In the text below on the Advanced Classification Library for ArcGIS, list every classification method whose full name is followed by an abbreviation in parentheses. Give each full name with its abbreviation.

## EXCERPTED PASSAGE
▼

Advanced Classification Library for ArcGIS


Beta Version | December 2012



Downloads:

Introduction

Esri provides only one supervised classification tool for use in ArcGIS 10.0. Maximum Likelihood Classification (MLC) is available through the Multivariate toolbox in the Spatial Analysis extension. The classification toolset in ArcGIS is inadequate compared to the current state of image classification research. This project enhances the software's classification abilities by providing a toolset for performing supervised classification by support vector machines (SVM) and for enhancing classification results in multitemporal studies using a MRF-based contextual classification procedure.

Incorporating contextual information into classification is particularly important for accuracy in the analysis of land cover change. Without it, analyses that rely on the quantitative comparison of land cover types between multiple dates have decreased worth. Even though the accuracy of individual images may be high, the accuracy of the land cover transitions between images will be much lower because of the low spatial and temporal coherence within and between images.

Background on SVM and STM

SVM are state-of-the-art classifiers that have consistently shown the ability for superior classification accuracy in comparison to most other non-contextual classifiers in a variety of situations. In remote sensing, SVM have most often been applied to land cover classification. Huang et al. (2002) assessed the viability of SVM for this purpose, comparing SVM with MLC, Decision Tree Classification (DTC), and Neural Network Classification (NNC). They found SVM was more accurate than MLC, generally more accurate than DTC, and comparable in accuracy to NNC with SVM performing better with higher dimensional input data. Foody and Mathur (2004) also assessed the viability of SVM for this purpose, but substituted discriminant analysis (DA) for MLC in their comparison. The results were similar with SVM outperforming DTC, generally outperforming DA, and comparable with NNC.

▲

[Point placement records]
▼

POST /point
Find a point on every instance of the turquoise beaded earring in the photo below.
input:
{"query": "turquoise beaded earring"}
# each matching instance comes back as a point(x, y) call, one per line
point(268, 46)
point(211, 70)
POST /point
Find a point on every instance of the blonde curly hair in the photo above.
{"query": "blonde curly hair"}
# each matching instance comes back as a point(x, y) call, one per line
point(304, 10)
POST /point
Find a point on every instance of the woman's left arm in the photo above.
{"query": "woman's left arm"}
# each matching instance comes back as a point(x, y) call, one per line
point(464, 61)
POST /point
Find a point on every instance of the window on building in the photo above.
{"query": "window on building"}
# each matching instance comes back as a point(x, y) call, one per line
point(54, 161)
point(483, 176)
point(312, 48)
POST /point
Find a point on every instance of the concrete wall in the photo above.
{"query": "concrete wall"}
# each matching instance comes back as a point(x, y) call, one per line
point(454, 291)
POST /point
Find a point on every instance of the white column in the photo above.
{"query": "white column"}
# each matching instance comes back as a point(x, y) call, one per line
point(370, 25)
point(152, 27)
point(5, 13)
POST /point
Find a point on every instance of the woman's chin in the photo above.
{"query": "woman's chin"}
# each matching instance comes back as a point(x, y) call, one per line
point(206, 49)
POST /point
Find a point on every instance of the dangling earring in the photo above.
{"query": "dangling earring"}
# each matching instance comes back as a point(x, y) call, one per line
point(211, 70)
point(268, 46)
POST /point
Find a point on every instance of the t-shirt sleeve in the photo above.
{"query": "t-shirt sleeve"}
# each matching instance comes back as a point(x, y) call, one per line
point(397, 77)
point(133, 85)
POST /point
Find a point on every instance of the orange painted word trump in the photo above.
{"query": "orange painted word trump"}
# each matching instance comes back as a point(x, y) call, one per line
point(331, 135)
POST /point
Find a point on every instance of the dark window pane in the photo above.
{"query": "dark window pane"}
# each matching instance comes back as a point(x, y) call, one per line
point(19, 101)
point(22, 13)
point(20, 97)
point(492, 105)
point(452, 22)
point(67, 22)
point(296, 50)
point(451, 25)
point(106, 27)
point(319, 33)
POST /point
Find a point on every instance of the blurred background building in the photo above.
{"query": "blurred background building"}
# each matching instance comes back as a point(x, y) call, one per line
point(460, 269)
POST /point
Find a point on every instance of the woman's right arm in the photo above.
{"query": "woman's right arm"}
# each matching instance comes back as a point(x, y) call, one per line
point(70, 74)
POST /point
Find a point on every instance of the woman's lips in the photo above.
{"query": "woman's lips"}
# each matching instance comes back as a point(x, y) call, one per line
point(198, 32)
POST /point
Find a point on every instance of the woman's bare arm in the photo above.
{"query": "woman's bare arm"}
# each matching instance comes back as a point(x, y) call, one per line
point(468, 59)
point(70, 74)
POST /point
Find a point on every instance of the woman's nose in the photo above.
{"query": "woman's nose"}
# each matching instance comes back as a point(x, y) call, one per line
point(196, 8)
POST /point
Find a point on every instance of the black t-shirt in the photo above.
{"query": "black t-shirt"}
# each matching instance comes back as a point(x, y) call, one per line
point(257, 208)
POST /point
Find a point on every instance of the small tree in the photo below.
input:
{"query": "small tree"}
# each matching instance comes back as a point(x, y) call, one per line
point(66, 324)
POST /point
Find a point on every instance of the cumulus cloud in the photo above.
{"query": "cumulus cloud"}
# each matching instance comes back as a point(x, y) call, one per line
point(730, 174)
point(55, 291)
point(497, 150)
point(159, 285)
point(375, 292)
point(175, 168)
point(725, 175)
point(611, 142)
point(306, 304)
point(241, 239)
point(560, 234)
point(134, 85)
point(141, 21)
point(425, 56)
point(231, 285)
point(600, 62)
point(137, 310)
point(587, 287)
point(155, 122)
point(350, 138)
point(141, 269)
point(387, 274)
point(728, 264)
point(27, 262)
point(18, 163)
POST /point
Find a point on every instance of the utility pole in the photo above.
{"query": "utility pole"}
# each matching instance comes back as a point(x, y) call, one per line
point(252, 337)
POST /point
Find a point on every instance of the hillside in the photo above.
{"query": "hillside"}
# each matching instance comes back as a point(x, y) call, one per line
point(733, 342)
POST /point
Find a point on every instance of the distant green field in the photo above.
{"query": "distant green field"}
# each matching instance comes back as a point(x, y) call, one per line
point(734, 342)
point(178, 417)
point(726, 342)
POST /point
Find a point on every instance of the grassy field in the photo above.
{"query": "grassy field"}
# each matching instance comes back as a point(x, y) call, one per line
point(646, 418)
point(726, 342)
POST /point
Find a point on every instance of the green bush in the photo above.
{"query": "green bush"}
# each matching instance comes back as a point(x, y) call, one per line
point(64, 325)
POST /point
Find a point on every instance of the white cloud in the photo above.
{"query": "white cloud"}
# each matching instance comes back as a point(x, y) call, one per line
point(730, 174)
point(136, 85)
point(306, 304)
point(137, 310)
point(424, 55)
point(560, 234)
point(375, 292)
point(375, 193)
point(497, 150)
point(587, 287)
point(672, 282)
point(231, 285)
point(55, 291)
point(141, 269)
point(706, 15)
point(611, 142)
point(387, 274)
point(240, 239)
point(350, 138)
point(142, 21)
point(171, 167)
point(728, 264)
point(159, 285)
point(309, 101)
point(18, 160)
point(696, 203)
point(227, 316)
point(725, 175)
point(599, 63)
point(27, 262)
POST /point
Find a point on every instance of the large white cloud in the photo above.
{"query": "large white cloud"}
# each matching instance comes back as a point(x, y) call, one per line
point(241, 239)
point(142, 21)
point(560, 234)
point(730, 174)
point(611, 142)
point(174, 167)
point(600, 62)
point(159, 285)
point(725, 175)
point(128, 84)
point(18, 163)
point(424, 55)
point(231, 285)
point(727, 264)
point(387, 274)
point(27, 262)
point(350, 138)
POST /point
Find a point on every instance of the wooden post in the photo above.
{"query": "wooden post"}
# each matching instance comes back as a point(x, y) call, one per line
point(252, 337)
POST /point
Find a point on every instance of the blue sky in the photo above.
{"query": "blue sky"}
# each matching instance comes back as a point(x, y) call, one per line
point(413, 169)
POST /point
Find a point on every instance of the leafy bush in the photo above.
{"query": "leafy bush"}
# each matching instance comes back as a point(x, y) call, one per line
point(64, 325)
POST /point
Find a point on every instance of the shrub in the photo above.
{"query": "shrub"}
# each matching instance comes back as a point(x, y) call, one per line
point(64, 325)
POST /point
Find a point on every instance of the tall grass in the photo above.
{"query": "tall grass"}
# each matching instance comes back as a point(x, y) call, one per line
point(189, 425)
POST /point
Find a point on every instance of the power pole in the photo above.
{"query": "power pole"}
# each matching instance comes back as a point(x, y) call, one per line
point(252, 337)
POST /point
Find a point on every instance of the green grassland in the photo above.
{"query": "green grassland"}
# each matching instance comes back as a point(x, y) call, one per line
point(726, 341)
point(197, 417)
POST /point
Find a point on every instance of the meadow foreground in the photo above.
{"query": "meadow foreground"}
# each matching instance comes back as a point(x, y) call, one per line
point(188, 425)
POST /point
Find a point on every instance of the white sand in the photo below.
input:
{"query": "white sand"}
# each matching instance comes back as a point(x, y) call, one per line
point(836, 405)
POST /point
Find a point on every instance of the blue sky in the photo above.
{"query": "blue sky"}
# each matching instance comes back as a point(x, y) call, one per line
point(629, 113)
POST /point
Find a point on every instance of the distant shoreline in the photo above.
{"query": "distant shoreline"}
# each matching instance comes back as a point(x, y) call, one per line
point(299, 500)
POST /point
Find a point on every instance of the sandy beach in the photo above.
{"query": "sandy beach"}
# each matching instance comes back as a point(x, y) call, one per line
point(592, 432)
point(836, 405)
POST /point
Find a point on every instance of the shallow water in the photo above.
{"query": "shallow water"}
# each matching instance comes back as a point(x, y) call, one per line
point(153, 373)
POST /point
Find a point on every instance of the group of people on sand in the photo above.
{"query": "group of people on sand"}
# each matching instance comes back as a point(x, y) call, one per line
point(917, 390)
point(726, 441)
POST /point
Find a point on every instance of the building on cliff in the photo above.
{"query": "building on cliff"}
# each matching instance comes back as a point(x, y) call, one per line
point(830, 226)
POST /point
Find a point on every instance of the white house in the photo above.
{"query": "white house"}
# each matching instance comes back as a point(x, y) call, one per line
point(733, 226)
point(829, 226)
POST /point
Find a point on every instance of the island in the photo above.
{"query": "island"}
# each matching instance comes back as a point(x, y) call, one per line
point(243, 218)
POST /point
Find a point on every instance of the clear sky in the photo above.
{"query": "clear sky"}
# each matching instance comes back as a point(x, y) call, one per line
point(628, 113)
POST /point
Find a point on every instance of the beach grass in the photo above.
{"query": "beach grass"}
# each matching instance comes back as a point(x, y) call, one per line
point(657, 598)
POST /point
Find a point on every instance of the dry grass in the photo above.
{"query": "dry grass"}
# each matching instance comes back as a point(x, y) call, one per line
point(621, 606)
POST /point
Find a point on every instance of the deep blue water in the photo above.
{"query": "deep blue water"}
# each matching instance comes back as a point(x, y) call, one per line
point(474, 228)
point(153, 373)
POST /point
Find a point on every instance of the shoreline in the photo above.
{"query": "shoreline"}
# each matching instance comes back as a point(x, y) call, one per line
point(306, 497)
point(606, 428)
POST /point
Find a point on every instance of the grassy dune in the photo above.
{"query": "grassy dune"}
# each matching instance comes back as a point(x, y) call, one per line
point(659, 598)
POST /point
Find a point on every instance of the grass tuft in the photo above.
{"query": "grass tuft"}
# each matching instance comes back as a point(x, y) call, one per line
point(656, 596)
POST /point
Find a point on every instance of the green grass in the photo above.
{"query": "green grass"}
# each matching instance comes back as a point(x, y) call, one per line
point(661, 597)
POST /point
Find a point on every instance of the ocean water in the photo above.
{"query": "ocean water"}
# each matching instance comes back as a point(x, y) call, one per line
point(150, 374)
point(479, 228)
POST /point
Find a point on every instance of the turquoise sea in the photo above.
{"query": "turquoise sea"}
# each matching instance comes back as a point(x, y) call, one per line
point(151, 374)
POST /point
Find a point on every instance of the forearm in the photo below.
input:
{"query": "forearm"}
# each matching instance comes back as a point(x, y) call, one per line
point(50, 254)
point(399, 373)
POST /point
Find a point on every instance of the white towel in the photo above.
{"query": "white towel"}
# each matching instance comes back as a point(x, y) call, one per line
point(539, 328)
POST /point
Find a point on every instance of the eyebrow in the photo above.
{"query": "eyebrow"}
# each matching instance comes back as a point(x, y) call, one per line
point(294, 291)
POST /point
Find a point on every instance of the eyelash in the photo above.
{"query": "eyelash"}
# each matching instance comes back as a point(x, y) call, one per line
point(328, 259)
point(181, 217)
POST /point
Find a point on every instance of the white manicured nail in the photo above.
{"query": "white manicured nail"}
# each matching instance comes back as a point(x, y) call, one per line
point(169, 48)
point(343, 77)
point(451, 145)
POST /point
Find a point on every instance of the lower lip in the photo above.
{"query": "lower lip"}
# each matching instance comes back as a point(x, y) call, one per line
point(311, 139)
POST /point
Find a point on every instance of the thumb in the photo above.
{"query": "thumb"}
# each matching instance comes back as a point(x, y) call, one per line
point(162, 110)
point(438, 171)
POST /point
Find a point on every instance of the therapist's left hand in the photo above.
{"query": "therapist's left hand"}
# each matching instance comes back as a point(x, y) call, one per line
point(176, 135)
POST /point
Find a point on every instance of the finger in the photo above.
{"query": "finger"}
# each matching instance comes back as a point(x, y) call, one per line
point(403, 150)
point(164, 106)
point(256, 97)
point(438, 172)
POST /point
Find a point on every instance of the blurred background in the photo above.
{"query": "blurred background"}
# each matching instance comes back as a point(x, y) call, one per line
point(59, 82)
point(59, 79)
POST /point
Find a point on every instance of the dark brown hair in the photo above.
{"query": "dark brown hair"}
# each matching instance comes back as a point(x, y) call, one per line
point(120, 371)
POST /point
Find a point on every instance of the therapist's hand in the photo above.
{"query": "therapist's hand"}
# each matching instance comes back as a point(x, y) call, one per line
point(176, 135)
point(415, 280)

▲

## WRITTEN SOLUTION
- Maximum Likelihood Classification (MLC)
- support vector machines (SVM)
- Decision Tree Classification (DTC)
- Neural Network Classification (NNC)
- discriminant analysis (DA)